_SHORT PROBLEM A:_ Replace "harness" with "wiring loom" in the Miata post, writing it out from "I built the" to "car runs great.".

_SELECTED EXTRACT:_
● ● ● ●

I have an absolutely bone stock 1997 (OBD-II) Miata and am trying to complete an MS-1 parallel installation. Currently, the car runs great on the stock ECU. I wouldn’t hesitate to drive it on a long trip tomorrow. When I plug in the MS, it won’t start.

First, I have to stick with the parallel installation. I know it is harder, but this car will be moving to Gwinnett, GA early next year and will have to suffer through the draconian emissions test. Also, parallel keeps the air conditioner operation simple.

I built the MS in July, https://www.miataturbo.net/forum/t23382/, and got a lot of help from this board. Then, I spent forever hunting down the harness components (I have a of spares if anyone is looking). In the mean time, I installed an LC-1 and the IAT sensor. The LC-1 is in a separate bung after I learned that it cannot emulate the stock sensor, contrary to what the advertisements claim. I finally got the harness built in mid-September, https://www.miataturbo.net/forum/t25529/. I plugged it all in and it wouldn’t start. I decided that I’d better walk away for a bit rather than get mad at it. Now, it is November, my wife is coming back from Tokyo in December, and I’d like to have this going before she returns.

What does work:
--On the stock ECU, the car runs great.
--My MS works great with the stim. All the gauges move when I turn the appropriate *****, except for the coolant gauge. The coolant gauge did work until I made the parallel mod. Now it is pegged, but, from what I’ve read, that is normal.

● ● ● ●

_DATA SHOWN:_
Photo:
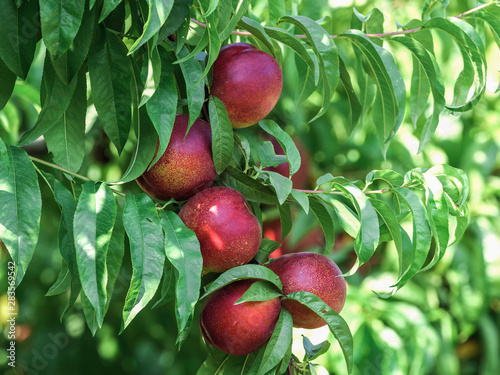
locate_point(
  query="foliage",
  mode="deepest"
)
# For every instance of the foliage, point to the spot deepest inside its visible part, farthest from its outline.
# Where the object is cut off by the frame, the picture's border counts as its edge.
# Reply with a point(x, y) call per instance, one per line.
point(116, 73)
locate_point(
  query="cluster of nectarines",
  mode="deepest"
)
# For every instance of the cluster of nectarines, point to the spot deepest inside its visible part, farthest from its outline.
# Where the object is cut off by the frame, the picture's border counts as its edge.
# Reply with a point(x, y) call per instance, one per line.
point(248, 82)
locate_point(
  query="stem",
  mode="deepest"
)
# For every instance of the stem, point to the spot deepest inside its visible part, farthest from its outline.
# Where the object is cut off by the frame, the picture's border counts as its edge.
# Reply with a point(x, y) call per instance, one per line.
point(381, 35)
point(62, 169)
point(59, 168)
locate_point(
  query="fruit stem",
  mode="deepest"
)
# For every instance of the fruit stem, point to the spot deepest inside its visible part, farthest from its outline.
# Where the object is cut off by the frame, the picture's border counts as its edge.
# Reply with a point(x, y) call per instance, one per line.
point(381, 35)
point(62, 169)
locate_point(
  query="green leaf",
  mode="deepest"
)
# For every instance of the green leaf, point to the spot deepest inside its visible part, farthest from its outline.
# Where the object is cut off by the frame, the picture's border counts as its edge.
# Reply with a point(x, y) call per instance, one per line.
point(259, 291)
point(282, 185)
point(355, 109)
point(325, 219)
point(326, 52)
point(64, 139)
point(114, 258)
point(247, 271)
point(285, 141)
point(277, 346)
point(276, 10)
point(89, 312)
point(54, 103)
point(296, 45)
point(253, 190)
point(183, 251)
point(144, 231)
point(70, 62)
point(107, 7)
point(66, 239)
point(427, 79)
point(222, 134)
point(474, 61)
point(162, 106)
point(387, 215)
point(145, 147)
point(21, 209)
point(267, 246)
point(111, 72)
point(62, 283)
point(314, 351)
point(268, 157)
point(393, 178)
point(285, 220)
point(60, 22)
point(386, 109)
point(214, 42)
point(7, 82)
point(191, 70)
point(302, 199)
point(437, 207)
point(178, 16)
point(421, 234)
point(239, 12)
point(214, 363)
point(167, 285)
point(19, 29)
point(337, 325)
point(347, 218)
point(152, 65)
point(157, 15)
point(367, 238)
point(93, 226)
point(257, 31)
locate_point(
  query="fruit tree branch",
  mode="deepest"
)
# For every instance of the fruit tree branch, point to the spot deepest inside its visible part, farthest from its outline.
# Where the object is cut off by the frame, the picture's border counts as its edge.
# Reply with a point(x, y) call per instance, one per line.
point(381, 35)
point(62, 169)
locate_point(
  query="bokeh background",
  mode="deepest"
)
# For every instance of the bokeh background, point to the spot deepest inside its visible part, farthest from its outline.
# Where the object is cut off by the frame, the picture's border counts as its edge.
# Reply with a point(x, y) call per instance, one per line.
point(444, 321)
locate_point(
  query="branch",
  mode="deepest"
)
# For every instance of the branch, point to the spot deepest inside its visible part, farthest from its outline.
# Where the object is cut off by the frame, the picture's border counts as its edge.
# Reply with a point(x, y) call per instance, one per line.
point(381, 35)
point(62, 169)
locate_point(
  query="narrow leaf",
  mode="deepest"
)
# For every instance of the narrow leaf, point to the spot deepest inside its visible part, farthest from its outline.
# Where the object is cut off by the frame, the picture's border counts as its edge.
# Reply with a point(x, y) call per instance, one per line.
point(337, 325)
point(54, 103)
point(421, 234)
point(259, 291)
point(111, 74)
point(222, 134)
point(162, 106)
point(60, 21)
point(285, 141)
point(7, 82)
point(325, 219)
point(253, 190)
point(93, 225)
point(191, 70)
point(144, 231)
point(158, 14)
point(277, 346)
point(70, 62)
point(247, 271)
point(64, 139)
point(19, 29)
point(183, 251)
point(21, 209)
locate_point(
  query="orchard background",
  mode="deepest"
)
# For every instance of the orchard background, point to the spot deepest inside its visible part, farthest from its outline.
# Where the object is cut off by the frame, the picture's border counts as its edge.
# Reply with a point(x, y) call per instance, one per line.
point(416, 101)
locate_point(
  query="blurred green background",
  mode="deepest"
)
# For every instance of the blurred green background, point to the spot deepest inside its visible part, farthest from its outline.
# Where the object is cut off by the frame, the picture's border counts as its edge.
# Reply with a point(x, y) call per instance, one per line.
point(444, 321)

● ● ● ●

_SHORT PROBLEM B:_ Reproduce the entries exactly from their first line through the line with "point(116, 73)", including both ends, and leave the pictures out.

_FULL RESPONSE A:_
I built the MS in July, https://www.miataturbo.net/forum/t23382/, and got a lot of help from this board. Then, I spent forever hunting down the wiring loom components (I have a of spares if anyone is looking). In the mean time, I installed an LC-1 and the IAT sensor. The LC-1 is in a separate bung after I learned that it cannot emulate the stock sensor, contrary to what the advertisements claim. I finally got the wiring loom built in mid-September, https://www.miataturbo.net/forum/t25529/. I plugged it all in and it wouldn’t start. I decided that I’d better walk away for a bit rather than get mad at it. Now, it is November, my wife is coming back from Tokyo in December, and I’d like to have this going before she returns.

What does work:
--On the stock ECU, the car runs great.

_FULL RESPONSE B:_
Photo:
locate_point(
  query="foliage",
  mode="deepest"
)
# For every instance of the foliage, point to the spot deepest inside its visible part, farthest from its outline.
# Where the object is cut off by the frame, the picture's border counts as its edge.
# Reply with a point(x, y) call per instance, one per line.
point(116, 73)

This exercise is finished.